*What you have to do*
Pick out every line of the records that contains the word "Outlines", matching case exactly, and copy each one.

*Outline entries for images*
start

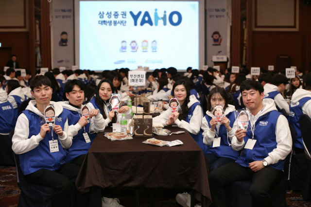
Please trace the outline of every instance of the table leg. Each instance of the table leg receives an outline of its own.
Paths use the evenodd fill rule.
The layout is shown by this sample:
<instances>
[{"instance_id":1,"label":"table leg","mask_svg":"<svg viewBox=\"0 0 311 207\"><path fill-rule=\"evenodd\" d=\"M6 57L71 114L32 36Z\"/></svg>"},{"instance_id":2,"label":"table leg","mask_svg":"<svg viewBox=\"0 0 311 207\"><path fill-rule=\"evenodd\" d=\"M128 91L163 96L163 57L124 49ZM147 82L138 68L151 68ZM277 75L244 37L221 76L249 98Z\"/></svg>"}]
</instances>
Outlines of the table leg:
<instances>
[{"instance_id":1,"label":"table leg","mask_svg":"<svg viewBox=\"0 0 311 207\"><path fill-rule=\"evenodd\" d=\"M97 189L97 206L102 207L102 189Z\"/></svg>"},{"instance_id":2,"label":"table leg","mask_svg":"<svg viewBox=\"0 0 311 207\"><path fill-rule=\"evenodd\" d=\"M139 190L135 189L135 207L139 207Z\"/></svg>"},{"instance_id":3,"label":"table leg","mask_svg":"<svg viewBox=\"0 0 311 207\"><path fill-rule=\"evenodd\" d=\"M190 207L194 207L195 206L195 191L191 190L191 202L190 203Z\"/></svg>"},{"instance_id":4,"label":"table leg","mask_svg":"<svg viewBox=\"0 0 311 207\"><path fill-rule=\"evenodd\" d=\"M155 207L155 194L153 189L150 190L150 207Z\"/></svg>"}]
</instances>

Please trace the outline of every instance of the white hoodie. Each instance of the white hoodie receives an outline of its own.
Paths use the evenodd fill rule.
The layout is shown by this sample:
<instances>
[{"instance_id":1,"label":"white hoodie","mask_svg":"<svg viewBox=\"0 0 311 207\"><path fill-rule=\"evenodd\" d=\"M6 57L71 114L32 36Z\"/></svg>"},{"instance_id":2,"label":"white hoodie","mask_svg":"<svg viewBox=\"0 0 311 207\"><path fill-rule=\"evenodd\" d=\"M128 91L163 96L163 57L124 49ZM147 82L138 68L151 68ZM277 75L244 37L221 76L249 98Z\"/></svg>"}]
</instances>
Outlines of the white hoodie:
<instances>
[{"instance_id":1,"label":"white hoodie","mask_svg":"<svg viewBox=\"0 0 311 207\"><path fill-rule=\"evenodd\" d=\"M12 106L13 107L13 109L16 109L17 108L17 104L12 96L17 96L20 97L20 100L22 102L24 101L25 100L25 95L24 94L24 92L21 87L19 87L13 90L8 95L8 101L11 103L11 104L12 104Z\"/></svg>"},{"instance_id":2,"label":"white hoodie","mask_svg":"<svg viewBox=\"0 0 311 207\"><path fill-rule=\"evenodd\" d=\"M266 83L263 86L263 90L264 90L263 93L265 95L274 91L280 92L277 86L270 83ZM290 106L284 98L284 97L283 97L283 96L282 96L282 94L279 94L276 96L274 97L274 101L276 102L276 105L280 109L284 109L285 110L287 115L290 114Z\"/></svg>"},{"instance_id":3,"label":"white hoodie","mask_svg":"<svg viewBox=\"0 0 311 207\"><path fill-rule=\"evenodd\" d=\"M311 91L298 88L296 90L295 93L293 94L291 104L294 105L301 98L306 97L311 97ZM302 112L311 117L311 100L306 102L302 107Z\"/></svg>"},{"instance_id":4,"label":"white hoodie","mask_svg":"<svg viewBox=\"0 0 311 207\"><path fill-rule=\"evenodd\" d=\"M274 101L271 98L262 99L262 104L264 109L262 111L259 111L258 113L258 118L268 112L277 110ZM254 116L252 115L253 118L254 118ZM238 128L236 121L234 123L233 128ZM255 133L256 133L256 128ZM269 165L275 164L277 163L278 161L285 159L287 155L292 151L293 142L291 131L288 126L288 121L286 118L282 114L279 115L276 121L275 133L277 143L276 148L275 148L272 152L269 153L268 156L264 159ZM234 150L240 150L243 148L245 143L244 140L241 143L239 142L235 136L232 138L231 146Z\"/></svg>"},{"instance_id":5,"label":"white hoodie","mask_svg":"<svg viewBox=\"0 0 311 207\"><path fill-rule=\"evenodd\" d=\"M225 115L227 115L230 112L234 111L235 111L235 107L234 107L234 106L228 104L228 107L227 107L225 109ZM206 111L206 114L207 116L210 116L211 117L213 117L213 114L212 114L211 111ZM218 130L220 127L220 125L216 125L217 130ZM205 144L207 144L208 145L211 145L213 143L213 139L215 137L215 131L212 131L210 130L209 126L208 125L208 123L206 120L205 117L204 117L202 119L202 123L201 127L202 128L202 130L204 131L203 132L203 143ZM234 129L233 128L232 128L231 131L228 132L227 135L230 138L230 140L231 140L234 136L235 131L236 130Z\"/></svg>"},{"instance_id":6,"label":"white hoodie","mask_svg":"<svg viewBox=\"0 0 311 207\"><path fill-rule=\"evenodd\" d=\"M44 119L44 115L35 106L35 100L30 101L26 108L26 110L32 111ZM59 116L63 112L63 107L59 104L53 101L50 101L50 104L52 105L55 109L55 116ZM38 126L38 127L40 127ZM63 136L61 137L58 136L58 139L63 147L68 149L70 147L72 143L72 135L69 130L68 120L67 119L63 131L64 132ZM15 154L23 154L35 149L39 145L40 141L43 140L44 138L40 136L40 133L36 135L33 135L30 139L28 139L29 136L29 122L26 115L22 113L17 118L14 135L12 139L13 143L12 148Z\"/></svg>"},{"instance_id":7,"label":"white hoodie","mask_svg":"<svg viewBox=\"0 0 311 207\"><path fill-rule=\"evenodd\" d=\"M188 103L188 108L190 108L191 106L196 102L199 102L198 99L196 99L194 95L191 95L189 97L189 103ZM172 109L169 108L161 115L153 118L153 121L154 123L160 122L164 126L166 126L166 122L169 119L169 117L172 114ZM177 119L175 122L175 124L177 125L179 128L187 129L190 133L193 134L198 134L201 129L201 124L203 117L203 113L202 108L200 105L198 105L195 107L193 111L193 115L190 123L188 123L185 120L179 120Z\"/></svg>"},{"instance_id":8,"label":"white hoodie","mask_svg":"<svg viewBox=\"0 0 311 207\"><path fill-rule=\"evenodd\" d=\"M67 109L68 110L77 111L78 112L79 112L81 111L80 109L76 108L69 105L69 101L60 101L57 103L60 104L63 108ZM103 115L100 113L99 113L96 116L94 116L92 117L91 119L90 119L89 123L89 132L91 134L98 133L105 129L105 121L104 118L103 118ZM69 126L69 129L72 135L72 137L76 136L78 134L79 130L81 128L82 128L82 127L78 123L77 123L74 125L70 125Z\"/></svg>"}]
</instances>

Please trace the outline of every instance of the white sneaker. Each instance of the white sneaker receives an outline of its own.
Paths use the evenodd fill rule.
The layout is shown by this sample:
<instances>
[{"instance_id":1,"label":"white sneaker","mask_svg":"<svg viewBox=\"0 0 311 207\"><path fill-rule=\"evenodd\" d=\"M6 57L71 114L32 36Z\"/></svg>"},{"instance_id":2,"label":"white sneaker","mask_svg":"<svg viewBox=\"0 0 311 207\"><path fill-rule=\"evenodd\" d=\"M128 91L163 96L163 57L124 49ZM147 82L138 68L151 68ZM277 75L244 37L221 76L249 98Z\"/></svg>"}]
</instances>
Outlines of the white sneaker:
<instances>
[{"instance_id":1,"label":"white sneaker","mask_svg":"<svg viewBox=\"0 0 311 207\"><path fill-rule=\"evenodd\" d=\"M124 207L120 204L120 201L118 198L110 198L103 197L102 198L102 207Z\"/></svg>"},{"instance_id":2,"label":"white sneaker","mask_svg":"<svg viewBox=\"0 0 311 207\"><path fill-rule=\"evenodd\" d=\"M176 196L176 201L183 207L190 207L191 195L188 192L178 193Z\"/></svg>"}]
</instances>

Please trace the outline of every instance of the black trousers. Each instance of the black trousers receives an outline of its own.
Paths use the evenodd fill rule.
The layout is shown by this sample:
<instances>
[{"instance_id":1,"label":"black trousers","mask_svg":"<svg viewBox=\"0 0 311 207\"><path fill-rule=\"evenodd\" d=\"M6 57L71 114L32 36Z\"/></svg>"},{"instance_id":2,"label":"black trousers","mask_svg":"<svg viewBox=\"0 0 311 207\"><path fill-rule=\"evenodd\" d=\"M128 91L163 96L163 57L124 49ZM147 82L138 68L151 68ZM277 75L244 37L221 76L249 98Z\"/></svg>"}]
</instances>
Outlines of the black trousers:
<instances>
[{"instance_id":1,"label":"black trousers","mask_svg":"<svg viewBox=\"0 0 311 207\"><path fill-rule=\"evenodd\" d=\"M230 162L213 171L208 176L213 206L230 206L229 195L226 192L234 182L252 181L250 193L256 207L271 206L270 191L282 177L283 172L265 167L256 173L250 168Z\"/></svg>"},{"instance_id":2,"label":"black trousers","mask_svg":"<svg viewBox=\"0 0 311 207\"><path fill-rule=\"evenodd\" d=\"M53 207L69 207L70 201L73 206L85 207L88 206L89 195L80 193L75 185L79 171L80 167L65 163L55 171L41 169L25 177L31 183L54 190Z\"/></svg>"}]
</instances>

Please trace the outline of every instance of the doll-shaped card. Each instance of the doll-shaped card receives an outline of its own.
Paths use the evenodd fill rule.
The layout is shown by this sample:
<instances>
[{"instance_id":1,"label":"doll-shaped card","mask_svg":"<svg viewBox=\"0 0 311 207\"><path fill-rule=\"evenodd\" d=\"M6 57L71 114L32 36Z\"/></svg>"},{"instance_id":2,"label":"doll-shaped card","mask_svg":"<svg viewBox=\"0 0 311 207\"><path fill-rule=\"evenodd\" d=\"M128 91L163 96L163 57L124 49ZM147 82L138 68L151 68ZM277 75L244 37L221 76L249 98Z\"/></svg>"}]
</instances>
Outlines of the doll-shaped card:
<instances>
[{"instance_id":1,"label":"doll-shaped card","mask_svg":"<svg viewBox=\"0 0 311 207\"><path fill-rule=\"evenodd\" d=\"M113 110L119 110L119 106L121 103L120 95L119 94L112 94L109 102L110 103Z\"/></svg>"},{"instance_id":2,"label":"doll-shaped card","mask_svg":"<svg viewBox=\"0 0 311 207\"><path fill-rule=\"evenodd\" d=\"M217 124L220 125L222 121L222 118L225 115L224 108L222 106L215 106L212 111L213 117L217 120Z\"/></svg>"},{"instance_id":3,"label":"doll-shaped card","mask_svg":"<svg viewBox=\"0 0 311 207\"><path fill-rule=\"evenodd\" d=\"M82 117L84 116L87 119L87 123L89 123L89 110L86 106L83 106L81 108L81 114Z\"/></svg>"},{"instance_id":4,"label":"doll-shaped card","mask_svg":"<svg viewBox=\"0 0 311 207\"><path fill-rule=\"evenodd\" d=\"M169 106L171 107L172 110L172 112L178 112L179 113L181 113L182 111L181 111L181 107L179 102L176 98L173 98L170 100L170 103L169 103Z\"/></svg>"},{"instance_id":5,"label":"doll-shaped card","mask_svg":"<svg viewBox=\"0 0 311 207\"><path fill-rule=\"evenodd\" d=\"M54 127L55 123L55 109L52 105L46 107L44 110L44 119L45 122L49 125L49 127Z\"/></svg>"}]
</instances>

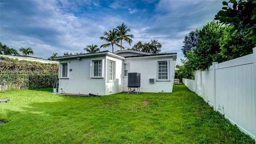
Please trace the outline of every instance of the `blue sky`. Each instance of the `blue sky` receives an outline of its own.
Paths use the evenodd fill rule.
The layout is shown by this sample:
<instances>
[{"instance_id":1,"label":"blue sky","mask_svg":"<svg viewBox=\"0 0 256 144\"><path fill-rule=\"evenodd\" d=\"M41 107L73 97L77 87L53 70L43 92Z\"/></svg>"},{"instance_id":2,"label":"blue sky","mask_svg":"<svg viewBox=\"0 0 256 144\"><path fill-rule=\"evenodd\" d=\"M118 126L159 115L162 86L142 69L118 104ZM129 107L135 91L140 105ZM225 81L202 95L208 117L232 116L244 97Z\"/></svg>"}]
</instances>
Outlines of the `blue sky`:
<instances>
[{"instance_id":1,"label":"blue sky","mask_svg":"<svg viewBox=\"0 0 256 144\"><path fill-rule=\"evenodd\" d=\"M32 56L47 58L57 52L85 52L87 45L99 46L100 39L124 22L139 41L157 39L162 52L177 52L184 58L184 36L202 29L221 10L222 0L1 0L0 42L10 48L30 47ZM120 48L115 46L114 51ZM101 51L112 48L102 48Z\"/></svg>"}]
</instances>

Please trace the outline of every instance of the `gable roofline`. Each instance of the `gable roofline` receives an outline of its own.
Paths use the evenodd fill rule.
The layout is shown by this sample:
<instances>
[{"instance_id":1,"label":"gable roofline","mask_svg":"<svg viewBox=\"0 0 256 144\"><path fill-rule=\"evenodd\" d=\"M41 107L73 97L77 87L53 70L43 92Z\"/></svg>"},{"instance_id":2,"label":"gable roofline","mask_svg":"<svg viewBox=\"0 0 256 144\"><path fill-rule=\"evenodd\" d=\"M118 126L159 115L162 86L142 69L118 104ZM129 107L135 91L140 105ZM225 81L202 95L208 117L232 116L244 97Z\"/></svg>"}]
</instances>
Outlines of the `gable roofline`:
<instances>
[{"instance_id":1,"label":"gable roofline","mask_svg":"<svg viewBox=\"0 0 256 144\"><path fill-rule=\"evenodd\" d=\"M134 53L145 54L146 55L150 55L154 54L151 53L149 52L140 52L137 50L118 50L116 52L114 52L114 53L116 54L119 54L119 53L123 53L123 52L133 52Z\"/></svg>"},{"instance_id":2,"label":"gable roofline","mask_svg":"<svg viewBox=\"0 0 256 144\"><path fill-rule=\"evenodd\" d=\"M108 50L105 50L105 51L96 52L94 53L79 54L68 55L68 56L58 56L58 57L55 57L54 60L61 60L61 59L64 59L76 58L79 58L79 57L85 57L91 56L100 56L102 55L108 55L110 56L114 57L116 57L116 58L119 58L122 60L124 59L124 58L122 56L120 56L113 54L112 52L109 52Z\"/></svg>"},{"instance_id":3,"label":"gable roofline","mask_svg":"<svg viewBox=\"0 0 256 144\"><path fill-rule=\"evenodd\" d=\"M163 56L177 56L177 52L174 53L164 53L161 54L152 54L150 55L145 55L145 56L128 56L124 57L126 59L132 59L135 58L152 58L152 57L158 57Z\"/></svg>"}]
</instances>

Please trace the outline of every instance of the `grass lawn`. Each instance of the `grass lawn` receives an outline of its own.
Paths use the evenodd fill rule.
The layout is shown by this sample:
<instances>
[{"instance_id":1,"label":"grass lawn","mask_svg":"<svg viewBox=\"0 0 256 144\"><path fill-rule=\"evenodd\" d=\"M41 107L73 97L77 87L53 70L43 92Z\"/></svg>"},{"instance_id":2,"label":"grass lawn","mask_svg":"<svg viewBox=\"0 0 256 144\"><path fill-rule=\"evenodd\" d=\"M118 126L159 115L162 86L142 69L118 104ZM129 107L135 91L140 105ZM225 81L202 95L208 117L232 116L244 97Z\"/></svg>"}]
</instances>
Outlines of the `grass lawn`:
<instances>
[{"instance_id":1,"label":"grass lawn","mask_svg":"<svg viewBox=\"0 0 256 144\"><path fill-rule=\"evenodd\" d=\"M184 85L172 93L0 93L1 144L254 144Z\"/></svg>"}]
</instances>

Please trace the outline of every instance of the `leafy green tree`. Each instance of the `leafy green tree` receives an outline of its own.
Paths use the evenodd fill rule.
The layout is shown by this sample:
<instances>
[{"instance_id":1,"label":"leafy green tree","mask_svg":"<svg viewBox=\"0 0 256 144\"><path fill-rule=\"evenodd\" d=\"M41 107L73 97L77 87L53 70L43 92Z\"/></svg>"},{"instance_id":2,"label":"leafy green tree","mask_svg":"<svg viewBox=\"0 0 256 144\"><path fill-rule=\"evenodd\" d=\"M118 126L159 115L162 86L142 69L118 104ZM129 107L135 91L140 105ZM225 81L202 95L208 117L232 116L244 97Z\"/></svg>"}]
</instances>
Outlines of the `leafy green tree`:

end

*Solution to this task*
Outlines of the table leg:
Outlines of the white hoodie:
Outlines of the white sneaker:
Outlines of the black trousers:
Outlines of the doll-shaped card:
Outlines of the `blue sky`:
Outlines of the `gable roofline`:
Outlines of the `grass lawn`:
Outlines of the `leafy green tree`:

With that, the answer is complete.